▶ **The task**
Copy all of the entries below, substituting "all instances" for each occurrence of "every instance" and keeping everything else the same.

▶ **Input data**
##########

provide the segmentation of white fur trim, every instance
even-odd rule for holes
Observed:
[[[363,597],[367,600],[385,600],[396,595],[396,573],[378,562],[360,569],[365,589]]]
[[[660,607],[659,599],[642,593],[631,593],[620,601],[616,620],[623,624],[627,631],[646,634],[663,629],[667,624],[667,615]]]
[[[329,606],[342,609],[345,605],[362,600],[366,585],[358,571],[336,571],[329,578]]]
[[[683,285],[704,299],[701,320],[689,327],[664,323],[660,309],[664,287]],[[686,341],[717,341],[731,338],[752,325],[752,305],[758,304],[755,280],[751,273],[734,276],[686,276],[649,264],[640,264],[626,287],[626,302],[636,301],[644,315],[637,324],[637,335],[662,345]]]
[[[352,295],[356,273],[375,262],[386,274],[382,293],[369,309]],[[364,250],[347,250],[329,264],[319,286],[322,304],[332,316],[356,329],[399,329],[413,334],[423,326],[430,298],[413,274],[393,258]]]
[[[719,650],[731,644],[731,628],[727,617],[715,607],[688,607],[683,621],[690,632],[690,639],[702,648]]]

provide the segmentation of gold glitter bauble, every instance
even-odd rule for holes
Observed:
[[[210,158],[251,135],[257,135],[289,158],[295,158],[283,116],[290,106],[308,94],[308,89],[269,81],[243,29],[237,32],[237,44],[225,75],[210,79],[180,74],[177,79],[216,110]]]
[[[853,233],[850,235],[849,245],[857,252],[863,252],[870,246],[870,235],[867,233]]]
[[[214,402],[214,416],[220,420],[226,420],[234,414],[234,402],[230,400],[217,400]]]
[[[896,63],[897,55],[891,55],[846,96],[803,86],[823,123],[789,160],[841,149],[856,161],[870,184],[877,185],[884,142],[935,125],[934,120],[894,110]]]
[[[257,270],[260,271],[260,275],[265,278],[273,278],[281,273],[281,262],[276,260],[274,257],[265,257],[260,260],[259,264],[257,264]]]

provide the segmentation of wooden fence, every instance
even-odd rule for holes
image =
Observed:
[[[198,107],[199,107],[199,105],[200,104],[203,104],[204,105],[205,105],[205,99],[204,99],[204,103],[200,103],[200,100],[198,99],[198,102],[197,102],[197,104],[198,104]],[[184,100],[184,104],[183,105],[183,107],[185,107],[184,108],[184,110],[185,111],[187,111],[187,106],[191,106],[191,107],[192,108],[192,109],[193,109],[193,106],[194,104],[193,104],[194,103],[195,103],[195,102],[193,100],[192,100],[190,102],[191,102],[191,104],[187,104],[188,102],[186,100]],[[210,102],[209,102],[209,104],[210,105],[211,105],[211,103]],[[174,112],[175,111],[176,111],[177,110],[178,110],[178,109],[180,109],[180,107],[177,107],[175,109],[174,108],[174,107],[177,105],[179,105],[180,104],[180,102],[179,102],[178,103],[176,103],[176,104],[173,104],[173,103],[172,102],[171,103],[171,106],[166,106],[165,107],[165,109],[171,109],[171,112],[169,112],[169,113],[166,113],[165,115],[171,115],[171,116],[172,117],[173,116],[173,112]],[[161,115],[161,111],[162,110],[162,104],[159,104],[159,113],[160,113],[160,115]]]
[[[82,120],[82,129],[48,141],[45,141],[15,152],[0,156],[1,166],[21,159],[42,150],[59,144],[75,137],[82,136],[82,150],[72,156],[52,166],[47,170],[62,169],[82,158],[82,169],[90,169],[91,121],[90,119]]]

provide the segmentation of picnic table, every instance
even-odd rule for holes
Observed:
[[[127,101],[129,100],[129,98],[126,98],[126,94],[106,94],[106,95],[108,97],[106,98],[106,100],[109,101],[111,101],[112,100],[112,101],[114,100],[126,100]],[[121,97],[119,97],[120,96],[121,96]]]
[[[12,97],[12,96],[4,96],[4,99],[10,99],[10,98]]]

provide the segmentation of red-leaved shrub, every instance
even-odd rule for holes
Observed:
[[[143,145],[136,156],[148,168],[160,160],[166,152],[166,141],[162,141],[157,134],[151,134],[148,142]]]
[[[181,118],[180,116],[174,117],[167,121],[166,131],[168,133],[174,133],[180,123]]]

##########

▶ **Solution for this problem**
provide the segmentation of white fur trim, all instances
even-odd rule for holes
Observed:
[[[363,597],[367,600],[385,600],[396,595],[396,573],[378,562],[360,569],[365,589]]]
[[[660,607],[659,599],[642,593],[631,593],[620,601],[616,620],[623,624],[627,631],[646,634],[663,629],[667,624],[667,615]]]
[[[329,606],[342,609],[345,605],[362,600],[366,585],[358,571],[336,571],[329,578]]]
[[[683,285],[704,299],[701,320],[689,327],[664,323],[660,309],[664,287]],[[686,341],[717,341],[731,338],[752,325],[752,305],[758,304],[755,280],[751,273],[734,276],[686,276],[649,264],[640,264],[626,287],[626,302],[636,301],[644,315],[637,324],[637,335],[662,345]]]
[[[352,295],[356,273],[375,262],[386,274],[382,293],[369,309]],[[364,250],[347,250],[329,264],[319,286],[322,304],[332,316],[356,329],[399,329],[413,334],[423,326],[430,298],[413,274],[393,258]]]
[[[719,650],[731,644],[731,628],[727,617],[715,607],[688,607],[683,621],[690,632],[690,639],[702,648]]]

provide the segmentation of gold glitter bauble, all instances
even-odd rule for holes
Observed:
[[[210,158],[251,135],[257,135],[289,158],[295,158],[283,116],[290,106],[308,94],[308,89],[269,81],[243,29],[237,32],[237,44],[225,75],[210,79],[180,74],[177,79],[216,110]]]
[[[853,233],[850,235],[849,245],[857,252],[863,252],[870,246],[870,235],[867,233]]]
[[[214,402],[214,416],[220,420],[226,420],[234,414],[234,402],[230,400],[217,400]]]
[[[896,63],[897,55],[891,55],[846,96],[803,86],[823,123],[789,160],[841,149],[856,161],[870,184],[877,185],[884,142],[935,125],[934,120],[894,110]]]
[[[257,270],[260,271],[260,275],[265,278],[273,278],[281,273],[281,262],[276,260],[274,257],[265,257],[260,260],[259,264],[257,264]]]

provide the segmentation of wooden fence, all instances
even-odd rule for holes
image =
Observed:
[[[198,107],[199,107],[199,105],[200,104],[203,104],[204,105],[205,105],[205,99],[204,99],[204,103],[200,103],[200,100],[198,99],[198,102],[197,102],[197,104],[198,104]],[[184,100],[184,104],[183,105],[183,107],[185,107],[184,108],[184,110],[185,111],[187,111],[187,106],[191,106],[191,107],[192,108],[192,109],[193,109],[193,106],[194,104],[193,104],[194,103],[195,103],[195,102],[193,100],[192,100],[190,102],[191,102],[191,104],[187,104],[188,102],[186,100]],[[210,102],[209,102],[209,104],[210,105],[211,105],[211,103]],[[174,112],[175,111],[176,111],[177,110],[178,110],[178,109],[180,109],[180,107],[177,107],[175,109],[174,108],[174,107],[177,105],[179,105],[180,104],[180,102],[179,102],[178,103],[176,103],[176,104],[173,104],[173,103],[172,102],[171,103],[171,106],[166,106],[165,107],[165,109],[171,109],[171,112],[169,112],[169,113],[166,113],[165,115],[171,115],[171,116],[172,117],[173,116],[173,112]],[[161,115],[161,111],[162,110],[162,104],[159,104],[159,113],[160,113],[160,115]]]
[[[82,120],[82,129],[48,141],[45,141],[15,152],[0,156],[1,166],[21,159],[42,150],[59,144],[75,137],[82,136],[82,150],[72,156],[52,166],[47,170],[62,169],[82,158],[82,169],[90,169],[91,121],[90,119]]]

provide the segmentation of picnic table, all instances
even-odd rule for holes
Observed:
[[[127,101],[129,100],[129,98],[126,98],[126,94],[106,94],[106,95],[108,97],[106,98],[106,100],[109,101],[111,101],[112,100],[112,101],[114,100],[126,100]],[[121,97],[119,97],[120,96],[121,96]]]
[[[12,97],[12,96],[4,96],[4,99],[10,99],[10,98]]]

provide the segmentation of red-leaved shrub, all instances
even-odd rule for holes
Observed:
[[[143,145],[136,156],[148,168],[160,160],[166,152],[166,141],[162,141],[157,134],[151,134],[148,142]]]
[[[181,118],[180,116],[174,117],[167,121],[166,131],[168,133],[174,133],[180,123]]]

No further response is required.